(Objective): Can you pull out the lines of the items, from the line containing "Question. The picture above shows the balcony." through the last line of the items, both included, and reproduce them verbatim?

===== Input records =====

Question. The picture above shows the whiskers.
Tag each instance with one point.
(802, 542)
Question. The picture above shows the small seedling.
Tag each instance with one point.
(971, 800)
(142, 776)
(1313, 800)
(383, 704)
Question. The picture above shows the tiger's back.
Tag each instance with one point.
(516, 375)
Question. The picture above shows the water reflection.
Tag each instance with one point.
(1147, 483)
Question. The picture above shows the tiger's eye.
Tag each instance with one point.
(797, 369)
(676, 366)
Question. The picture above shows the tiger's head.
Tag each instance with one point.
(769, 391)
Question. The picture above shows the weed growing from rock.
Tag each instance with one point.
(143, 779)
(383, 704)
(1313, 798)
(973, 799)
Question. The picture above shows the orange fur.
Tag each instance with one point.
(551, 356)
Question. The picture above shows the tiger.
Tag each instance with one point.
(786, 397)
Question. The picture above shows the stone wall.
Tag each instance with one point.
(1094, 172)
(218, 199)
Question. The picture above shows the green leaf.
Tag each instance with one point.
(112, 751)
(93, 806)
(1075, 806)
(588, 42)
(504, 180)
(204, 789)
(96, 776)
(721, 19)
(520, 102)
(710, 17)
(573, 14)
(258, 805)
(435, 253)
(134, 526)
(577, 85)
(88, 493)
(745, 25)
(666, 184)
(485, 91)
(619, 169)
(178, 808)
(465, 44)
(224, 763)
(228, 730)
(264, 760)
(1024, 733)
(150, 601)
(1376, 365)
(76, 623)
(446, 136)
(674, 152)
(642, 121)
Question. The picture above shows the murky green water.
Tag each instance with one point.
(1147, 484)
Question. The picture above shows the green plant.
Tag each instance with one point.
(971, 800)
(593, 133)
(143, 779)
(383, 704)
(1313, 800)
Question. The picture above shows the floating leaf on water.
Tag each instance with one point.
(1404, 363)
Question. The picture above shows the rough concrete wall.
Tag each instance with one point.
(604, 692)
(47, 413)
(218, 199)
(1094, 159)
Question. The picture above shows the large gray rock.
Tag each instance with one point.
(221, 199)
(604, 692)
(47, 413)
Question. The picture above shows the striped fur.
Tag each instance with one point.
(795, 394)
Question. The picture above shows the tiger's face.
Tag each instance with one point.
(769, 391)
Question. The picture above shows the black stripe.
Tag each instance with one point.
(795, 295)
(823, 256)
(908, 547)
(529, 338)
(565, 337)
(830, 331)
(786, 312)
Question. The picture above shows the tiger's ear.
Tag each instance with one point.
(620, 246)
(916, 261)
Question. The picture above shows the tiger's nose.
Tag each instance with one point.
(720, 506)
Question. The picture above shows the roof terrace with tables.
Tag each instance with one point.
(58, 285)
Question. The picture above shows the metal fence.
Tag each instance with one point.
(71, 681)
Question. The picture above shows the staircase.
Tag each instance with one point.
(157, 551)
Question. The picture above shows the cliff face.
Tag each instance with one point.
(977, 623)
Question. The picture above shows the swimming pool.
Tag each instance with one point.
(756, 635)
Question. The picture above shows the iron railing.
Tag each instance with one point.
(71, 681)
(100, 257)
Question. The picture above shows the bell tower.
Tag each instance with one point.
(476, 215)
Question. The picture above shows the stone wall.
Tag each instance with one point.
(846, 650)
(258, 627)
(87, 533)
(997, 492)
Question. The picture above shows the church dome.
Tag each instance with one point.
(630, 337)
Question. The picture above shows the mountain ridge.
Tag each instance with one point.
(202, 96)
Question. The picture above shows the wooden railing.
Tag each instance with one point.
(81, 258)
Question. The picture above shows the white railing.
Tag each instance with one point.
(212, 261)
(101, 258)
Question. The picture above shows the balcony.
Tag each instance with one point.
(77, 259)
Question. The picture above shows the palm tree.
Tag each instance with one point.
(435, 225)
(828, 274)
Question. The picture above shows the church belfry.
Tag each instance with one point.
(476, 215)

=====

(The result):
Question. The picture above shows the balcony.
Tag each instance with one point.
(77, 259)
Question. The picture above shows the palm tree.
Tag each instance with one point.
(435, 225)
(828, 274)
Question. The picture above shows the church belfry.
Tag each instance with one point.
(476, 215)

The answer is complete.